─── SELECTION ───
Friday, 31 October 2008

Two-Step To Rhizomes

Two-Step To Rhizomes

I remember stumbling across Jeff Vail's Rhizome a year or two ago, giving the information a cursory examination and then wandering off onto other things.

The last few weeks, for whatever reason, have seen me involved in a few different discussions as to how we approach the future, what plan is best for dealing with the multiple crises we face as a society.

So it was with some joy that I re-discovered Rhizome. This time around I spent a lot more time reading up on the various ideas that go together to make it a whole, and the more I read, the more I liked. It fit well with a lot of my preconceived ideas (and ideals!).

The fundamentals (as I understand & interpret them) are that the countryside is dotted with hamlets, each of 10 - 40 people from a family group. Each group supplies itself a certain base level of self-sufficiency. It is able to care for itself. This is handled via combinations and permutations of permaculture, forest gardening & biointensive methods of production. Surrounding each hamlet's productive area is an area of "managed wilderness", akin to permaculture's zone 5, though this area is a buffer for bad times. When crops fail, the inhabitants turn to this region and apply hunter/gathering to the natural bounty to feed themselves. Each hamlet also supplies one or more specialty items, which are used in trade with other hamlets at gatherings that are arranged to occur loosely throughout the network.
───
- _EXERCISE OBJECTIVE_
Reproduce the Rhizome post word for word between "I remember stumbling" and "ideas (and ideals!).", inclusive.
─── PROVIDED DATA ───
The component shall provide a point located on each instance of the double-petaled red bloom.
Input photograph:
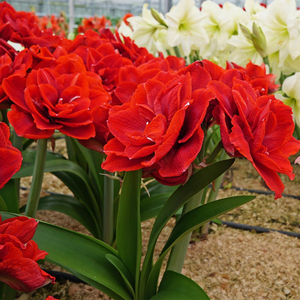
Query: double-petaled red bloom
(256, 75)
(159, 130)
(60, 95)
(19, 255)
(10, 157)
(258, 128)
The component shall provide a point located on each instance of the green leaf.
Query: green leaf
(85, 256)
(10, 195)
(94, 160)
(151, 206)
(119, 265)
(195, 184)
(217, 221)
(129, 240)
(3, 206)
(78, 179)
(176, 286)
(152, 188)
(189, 222)
(69, 206)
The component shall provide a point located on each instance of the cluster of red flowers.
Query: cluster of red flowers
(10, 157)
(93, 23)
(142, 111)
(19, 255)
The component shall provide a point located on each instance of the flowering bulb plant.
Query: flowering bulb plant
(139, 131)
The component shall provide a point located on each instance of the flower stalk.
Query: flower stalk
(178, 253)
(37, 178)
(108, 209)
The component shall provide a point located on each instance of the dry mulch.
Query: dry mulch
(230, 264)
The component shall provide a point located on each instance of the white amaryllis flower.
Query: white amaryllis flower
(218, 26)
(145, 29)
(290, 95)
(125, 30)
(253, 8)
(282, 24)
(243, 49)
(184, 27)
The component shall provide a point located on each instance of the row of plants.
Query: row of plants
(148, 135)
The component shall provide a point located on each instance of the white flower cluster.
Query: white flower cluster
(220, 34)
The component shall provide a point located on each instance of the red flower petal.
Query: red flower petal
(23, 274)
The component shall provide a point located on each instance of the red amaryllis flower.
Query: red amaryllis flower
(260, 129)
(22, 62)
(159, 129)
(10, 157)
(19, 255)
(131, 76)
(256, 75)
(93, 23)
(54, 98)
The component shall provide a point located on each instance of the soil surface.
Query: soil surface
(230, 264)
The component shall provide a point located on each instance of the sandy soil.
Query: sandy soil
(230, 264)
───
- _ANSWER_
I remember stumbling across Jeff Vail's Rhizome a year or two ago, giving the information a cursory examination and then wandering off onto other things.

The last few weeks, for whatever reason, have seen me involved in a few different discussions as to how we approach the future, what plan is best for dealing with the multiple crises we face as a society.

So it was with some joy that I re-discovered Rhizome. This time around I spent a lot more time reading up on the various ideas that go together to make it a whole, and the more I read, the more I liked. It fit well with a lot of my preconceived ideas (and ideals!).